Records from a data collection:
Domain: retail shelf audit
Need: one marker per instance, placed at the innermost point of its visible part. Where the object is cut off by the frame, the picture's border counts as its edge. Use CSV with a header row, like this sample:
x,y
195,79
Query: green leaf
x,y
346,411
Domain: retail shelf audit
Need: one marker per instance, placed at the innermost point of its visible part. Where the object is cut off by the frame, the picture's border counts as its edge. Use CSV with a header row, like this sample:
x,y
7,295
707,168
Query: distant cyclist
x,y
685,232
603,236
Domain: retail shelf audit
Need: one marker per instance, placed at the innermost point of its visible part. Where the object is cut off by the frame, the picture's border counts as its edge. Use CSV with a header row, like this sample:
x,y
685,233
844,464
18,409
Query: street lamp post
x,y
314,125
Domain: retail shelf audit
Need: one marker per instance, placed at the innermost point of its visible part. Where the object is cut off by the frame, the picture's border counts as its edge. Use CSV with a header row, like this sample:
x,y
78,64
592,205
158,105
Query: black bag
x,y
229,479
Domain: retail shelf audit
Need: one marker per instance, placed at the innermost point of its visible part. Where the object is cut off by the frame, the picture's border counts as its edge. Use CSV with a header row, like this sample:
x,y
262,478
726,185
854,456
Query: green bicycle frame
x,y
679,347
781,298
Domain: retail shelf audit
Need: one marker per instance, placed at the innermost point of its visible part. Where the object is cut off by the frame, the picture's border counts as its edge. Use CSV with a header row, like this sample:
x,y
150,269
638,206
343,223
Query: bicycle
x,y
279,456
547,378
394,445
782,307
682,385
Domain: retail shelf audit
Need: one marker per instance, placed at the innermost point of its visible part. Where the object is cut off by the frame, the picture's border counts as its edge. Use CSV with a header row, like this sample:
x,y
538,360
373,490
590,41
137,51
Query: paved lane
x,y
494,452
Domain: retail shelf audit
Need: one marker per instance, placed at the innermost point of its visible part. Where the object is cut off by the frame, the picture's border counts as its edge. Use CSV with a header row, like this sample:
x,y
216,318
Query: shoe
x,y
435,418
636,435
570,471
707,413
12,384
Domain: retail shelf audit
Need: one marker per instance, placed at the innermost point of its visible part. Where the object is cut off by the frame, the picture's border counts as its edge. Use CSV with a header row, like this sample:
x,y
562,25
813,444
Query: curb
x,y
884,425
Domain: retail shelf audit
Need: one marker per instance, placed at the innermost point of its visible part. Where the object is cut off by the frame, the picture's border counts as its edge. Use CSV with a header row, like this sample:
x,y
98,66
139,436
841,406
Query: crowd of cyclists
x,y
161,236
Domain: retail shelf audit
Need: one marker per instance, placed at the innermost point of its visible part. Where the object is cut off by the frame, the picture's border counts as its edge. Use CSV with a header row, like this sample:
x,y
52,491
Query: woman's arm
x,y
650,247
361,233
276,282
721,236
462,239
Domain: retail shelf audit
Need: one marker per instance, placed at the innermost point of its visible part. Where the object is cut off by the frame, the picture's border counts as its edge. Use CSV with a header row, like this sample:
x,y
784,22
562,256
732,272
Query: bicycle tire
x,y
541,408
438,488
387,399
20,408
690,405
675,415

## TASK TO CARRY OUT
Nothing in the entries above should differ when you return them in full.

## TASK OUTPUT
Domain: retail shelf audit
Need: one marker per instance, placed at the innermost point of its visible part. Where the object is cut off by the frame, the picture's border counts as its edge. Use CSV with a header row, like this sample:
x,y
195,79
Query: green leaf
x,y
346,411
Domain: retail shelf audit
Need: one marker per instance, placed at the innermost point of its visible part. Where the object is cut off by the frame, the picture's border counts as its edge. Use CSV with a header row, like this sample:
x,y
7,295
707,168
Query: distant cyclist
x,y
685,232
603,236
Domain: retail shelf audit
Need: one marker per instance, placed at the innermost point of its visible part. Where the object is cut off by the frame, the picture's border counts as its edge. Use CSV with a header row, like this sample:
x,y
685,233
844,464
18,409
Query: street lamp post
x,y
314,125
Domain: retail shelf audit
Need: one marker per instance, placed at the innermost point of its visible part. Where the object is cut off by the frame, the picture's border counts as its edge. Use CSV with a header row, like this sample:
x,y
78,64
592,205
158,105
Query: black bag
x,y
229,479
Domain: retail shelf audit
Need: one marker per instance, placed at the innermost point of its visible part. Where the object is cut off by the frame, the picture's border counts as its edge. Use CSV with a header row, like this sample:
x,y
262,478
726,185
854,456
Query: green bicycle frame
x,y
679,347
781,298
Domain: retail shelf audit
Need: one marker per instance, placed at the innermost point of its visible part. Where the object is cut off by the frame, the picture's border counts as its edge. Use CSV with a header row, like this sample:
x,y
150,269
638,206
343,223
Query: bicycle
x,y
279,456
547,378
394,445
782,307
682,385
Domain: retail shelf audit
Need: one marker per instance, placed at the innermost point of its visible part. Where the object is cut off by the frame, the picture's border counts as its edge. Use CSV with a header row, like this sample:
x,y
538,360
373,490
590,41
137,51
Query: paved lane
x,y
494,452
Domain: retail shelf audit
Need: one marker per instance, placed at the innermost point of its visible part. Where the object is cut off by the frame, the picture's border counts as its edge. Use CSV with a header row, like this sample:
x,y
216,318
Query: shoe
x,y
435,418
636,435
570,471
707,413
12,384
Domain: retail shelf audit
Need: one marker per instance, placed at the innermost point of its visible part. Where the object is cut off by the frame, the picture's border counts as its edge. Use CSV with a header row, like this sample:
x,y
562,25
813,444
Query: curb
x,y
884,425
Domain: retail shelf audit
Need: one marker per instance, placed at the innermost point of its visible part. Where the object is cut off by the frame, the picture's border counts as its edge. Use CSV with a header row, like this sample:
x,y
98,66
139,436
841,406
Query: crowd of cyclists
x,y
161,236
Domain: retail shelf audit
Need: one marker per instance, placed at the innermost point of its visible part. Where the object is cut off by the frame, the picture's border counts as its edge. Use CSV with a header row, like this sample:
x,y
52,491
Query: woman's arm
x,y
650,247
361,233
276,282
721,236
462,239
Domain: retail shelf audit
Need: one marker per instance, placed at the innermost point of its visible part. Where the object is cut off by the frame, the picture's border counts as its edge. Use CSV with a header row, like this sample:
x,y
784,22
562,256
732,272
Query: bicycle tire
x,y
541,408
438,488
387,399
20,408
690,405
675,415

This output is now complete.